— Begin —

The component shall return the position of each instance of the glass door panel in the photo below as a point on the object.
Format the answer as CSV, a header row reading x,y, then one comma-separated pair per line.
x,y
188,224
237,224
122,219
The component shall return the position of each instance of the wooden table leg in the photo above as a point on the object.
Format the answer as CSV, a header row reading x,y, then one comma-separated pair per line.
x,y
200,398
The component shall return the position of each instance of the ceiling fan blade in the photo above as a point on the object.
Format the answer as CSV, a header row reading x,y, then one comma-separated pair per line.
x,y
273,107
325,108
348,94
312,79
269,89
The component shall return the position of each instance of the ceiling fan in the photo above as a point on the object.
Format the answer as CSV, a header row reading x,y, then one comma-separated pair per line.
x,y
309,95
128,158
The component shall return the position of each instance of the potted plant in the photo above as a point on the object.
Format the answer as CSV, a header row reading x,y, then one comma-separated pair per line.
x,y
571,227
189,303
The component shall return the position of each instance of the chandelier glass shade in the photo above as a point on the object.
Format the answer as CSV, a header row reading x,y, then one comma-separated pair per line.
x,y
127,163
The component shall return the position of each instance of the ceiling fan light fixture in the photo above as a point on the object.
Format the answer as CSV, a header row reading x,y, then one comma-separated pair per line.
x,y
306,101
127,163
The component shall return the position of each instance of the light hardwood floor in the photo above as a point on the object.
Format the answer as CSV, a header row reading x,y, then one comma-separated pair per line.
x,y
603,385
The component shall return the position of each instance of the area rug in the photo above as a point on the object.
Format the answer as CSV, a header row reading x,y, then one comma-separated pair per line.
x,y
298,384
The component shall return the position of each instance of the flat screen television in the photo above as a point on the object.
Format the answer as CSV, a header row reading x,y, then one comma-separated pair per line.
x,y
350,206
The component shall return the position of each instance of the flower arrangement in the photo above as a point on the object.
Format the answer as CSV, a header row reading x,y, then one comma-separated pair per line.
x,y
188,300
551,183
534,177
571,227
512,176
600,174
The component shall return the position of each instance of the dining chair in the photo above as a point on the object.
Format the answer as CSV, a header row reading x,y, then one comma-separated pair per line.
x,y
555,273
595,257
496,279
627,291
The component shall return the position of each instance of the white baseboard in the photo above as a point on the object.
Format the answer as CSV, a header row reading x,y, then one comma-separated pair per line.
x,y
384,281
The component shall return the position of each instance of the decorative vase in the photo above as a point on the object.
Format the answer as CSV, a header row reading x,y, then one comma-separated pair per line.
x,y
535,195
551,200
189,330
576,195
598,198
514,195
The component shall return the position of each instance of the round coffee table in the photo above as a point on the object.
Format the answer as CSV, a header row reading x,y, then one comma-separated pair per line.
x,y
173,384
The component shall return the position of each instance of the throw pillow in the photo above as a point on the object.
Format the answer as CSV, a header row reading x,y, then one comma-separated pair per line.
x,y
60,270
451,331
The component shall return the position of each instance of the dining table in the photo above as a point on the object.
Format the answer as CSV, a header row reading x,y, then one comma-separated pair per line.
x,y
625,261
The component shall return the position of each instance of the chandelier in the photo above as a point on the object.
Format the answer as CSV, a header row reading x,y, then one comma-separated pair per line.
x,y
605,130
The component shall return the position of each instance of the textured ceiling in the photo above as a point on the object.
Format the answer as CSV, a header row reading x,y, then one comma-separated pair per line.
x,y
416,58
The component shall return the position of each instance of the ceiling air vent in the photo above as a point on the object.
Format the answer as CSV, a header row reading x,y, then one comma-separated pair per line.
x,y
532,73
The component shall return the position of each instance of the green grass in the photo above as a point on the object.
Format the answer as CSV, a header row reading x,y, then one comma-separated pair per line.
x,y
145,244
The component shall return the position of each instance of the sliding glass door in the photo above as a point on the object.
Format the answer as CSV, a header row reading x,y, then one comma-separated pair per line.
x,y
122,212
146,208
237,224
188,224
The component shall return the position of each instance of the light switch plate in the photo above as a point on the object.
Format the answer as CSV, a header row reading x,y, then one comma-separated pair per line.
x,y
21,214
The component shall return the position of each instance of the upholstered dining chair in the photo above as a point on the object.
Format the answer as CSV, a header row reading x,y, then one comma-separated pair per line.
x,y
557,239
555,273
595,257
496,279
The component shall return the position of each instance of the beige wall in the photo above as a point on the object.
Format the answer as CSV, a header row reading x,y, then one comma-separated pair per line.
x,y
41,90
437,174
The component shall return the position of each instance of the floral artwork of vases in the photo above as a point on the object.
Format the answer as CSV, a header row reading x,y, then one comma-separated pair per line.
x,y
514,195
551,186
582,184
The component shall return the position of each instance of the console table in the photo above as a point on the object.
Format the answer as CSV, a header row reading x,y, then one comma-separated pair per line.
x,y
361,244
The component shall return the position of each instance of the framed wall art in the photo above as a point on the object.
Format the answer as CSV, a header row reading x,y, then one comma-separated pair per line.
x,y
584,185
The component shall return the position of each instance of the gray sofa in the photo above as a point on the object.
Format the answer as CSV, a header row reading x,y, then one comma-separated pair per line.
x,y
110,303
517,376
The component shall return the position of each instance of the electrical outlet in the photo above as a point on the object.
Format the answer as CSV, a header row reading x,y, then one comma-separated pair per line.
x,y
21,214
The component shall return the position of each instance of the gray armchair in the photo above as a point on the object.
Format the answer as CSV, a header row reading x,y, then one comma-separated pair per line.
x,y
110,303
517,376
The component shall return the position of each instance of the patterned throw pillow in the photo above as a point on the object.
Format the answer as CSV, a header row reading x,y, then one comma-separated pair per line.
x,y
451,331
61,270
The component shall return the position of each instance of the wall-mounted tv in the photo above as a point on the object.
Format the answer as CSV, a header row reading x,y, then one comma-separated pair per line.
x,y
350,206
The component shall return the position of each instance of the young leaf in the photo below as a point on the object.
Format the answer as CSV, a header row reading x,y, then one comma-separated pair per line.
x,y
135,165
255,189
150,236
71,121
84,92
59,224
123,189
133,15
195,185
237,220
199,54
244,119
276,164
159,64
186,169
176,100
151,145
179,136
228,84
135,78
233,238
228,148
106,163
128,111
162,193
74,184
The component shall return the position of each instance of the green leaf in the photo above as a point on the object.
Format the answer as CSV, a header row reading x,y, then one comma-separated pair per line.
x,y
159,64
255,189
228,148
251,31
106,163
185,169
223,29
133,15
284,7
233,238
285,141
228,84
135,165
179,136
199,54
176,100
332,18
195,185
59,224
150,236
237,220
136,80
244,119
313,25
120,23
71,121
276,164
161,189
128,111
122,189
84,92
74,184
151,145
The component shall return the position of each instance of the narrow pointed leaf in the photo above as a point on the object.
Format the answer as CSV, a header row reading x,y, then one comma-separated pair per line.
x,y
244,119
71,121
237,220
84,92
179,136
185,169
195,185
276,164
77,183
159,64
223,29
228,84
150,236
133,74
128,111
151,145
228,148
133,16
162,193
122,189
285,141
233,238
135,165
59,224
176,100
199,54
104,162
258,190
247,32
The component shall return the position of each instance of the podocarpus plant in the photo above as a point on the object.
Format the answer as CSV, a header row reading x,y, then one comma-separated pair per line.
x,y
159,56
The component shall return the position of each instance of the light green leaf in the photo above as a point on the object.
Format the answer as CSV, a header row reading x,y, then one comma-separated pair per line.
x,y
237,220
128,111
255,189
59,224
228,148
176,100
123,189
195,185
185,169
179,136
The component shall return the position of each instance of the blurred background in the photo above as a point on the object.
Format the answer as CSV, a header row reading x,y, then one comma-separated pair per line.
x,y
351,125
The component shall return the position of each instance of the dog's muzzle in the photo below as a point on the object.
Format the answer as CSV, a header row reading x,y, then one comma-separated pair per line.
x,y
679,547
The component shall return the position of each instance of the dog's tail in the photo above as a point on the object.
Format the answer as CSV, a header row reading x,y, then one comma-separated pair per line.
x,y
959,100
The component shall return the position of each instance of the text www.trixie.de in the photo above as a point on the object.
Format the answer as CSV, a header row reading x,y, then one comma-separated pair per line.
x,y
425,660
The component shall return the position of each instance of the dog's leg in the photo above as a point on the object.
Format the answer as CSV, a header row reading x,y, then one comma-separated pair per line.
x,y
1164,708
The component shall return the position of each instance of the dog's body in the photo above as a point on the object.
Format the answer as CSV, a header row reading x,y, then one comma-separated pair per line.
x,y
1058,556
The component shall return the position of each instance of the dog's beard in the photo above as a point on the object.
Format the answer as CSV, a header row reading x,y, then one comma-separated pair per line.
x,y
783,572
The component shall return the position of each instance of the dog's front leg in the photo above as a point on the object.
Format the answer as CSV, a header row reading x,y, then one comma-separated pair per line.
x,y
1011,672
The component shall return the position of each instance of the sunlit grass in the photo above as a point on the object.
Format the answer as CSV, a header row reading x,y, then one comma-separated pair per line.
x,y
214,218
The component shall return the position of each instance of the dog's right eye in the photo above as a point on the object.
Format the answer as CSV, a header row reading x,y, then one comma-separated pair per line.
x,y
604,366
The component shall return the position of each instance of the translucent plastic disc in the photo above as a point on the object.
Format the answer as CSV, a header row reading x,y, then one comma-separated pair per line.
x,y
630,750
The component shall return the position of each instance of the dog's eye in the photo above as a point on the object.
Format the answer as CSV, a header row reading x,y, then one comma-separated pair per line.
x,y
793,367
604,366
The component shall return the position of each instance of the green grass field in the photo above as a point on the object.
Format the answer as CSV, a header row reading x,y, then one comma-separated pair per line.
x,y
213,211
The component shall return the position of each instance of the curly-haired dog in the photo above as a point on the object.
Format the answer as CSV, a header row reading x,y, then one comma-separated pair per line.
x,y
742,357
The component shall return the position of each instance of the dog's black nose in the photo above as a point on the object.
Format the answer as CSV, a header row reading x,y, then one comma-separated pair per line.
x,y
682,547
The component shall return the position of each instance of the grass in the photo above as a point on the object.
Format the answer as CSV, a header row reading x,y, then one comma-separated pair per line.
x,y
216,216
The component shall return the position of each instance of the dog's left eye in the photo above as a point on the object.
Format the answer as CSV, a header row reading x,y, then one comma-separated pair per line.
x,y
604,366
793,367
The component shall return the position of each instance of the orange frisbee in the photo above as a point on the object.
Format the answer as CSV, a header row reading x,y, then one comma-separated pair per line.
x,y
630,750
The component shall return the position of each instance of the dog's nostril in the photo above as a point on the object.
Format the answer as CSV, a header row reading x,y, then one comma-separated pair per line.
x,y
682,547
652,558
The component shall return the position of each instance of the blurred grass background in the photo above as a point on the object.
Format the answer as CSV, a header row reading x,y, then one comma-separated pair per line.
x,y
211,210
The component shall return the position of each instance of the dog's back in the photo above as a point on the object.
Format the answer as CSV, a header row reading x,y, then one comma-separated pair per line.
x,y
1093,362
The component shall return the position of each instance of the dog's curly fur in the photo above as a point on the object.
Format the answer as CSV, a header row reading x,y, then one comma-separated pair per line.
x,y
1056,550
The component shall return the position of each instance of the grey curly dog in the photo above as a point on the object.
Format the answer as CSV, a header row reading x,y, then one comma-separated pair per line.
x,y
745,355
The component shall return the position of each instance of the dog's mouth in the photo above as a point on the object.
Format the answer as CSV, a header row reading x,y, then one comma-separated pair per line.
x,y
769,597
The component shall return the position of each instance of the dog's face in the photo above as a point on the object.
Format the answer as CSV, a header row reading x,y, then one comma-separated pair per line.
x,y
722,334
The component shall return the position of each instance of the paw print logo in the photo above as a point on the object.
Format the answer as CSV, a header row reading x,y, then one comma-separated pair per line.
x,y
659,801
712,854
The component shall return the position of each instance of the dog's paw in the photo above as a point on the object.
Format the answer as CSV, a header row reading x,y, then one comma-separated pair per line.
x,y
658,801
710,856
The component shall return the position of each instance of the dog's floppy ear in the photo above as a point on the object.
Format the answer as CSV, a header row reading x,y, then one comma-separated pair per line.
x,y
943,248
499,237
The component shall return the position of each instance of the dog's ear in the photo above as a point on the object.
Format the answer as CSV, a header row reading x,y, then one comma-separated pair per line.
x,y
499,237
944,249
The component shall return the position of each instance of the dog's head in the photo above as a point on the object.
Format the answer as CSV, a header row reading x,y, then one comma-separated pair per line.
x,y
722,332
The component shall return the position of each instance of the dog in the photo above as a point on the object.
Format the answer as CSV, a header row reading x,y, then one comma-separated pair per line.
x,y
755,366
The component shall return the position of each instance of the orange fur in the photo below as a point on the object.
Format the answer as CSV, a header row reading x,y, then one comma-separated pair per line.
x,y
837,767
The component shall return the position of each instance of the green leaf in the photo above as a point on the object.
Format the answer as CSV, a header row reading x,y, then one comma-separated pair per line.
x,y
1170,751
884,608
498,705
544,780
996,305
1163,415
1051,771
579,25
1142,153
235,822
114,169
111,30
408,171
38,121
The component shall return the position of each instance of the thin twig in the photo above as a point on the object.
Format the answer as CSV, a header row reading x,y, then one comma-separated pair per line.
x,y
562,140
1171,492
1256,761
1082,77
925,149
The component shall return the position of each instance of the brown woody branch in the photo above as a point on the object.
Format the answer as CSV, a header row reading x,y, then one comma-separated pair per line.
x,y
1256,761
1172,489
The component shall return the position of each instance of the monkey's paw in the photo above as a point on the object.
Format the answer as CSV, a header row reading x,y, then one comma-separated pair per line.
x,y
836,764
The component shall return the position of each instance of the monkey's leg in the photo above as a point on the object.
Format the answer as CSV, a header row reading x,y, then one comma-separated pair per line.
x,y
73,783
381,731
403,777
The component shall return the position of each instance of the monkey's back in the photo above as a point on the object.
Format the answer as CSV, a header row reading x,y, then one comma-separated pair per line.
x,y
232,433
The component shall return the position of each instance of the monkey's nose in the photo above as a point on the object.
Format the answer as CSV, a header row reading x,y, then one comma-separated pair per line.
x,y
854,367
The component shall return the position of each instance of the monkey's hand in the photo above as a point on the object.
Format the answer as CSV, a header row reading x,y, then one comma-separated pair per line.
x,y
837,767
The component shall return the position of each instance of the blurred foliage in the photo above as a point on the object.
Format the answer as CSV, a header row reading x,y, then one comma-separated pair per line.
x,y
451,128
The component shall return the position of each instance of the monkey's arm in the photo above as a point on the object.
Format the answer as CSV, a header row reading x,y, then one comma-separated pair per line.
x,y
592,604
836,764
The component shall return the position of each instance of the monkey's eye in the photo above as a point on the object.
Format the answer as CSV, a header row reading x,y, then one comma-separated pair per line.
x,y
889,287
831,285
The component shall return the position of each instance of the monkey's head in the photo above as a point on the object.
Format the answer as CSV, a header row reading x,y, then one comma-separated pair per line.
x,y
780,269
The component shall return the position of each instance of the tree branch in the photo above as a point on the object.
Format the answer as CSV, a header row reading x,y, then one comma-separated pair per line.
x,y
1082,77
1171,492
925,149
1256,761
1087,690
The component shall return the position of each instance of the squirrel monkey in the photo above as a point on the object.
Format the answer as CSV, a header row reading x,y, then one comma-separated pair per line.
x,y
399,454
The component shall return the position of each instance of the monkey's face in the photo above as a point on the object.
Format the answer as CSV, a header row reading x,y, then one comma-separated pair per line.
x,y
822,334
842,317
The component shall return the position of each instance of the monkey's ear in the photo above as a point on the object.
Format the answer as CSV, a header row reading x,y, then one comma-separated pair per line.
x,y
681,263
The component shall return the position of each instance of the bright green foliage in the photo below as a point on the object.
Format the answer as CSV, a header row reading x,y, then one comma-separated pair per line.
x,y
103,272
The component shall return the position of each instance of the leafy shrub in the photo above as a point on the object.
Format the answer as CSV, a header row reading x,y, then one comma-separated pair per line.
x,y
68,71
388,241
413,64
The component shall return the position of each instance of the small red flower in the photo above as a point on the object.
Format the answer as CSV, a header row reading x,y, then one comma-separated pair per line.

— End —

_What is being asked:_ Please quote exactly the lines from the one containing "of the bright" through the last line of the records above, both included, and nothing else.

_Answer in full:_
The component shall return the position of each instance of the bright green foliage in the photo below as a point on the object.
Format the answer as CSV, a header row reading x,y, then one comma-separated pair per line.
x,y
103,272
The component shall return the position of each instance of the leafy shrub in the photo above as a point on the object.
Format the answer as CSV, a header row reading x,y, then one comma-separated pair per line.
x,y
68,71
388,241
413,64
The component shall return the position of each instance of the small red flower in the photo above as a point on the object.
Format the answer as CSV, a header row reading x,y, then one comma-separated pair per line.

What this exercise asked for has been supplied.